▶ [Requirement] Copy each of the entries below word for word, keeping every line. Leave out the pictures.

## start Data section

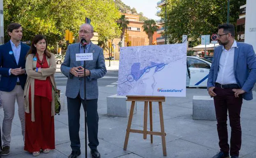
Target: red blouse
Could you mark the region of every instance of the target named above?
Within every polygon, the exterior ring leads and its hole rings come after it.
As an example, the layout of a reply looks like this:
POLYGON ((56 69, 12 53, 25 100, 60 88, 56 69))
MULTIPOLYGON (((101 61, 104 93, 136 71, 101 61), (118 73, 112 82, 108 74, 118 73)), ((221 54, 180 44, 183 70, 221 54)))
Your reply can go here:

## end Data section

▶ [Solution below]
Target: red blouse
Could you mark the region of every instance of the target named above?
Within every polygon, the exterior ring leads and its hole rings come after it.
As an example, the layout of a reply looks like this:
POLYGON ((56 69, 12 53, 25 100, 60 88, 56 69))
MULTIPOLYGON (((101 61, 104 93, 136 71, 101 61), (118 73, 112 82, 108 74, 118 73)), ((221 54, 180 44, 183 70, 221 54)))
Your reply can go here:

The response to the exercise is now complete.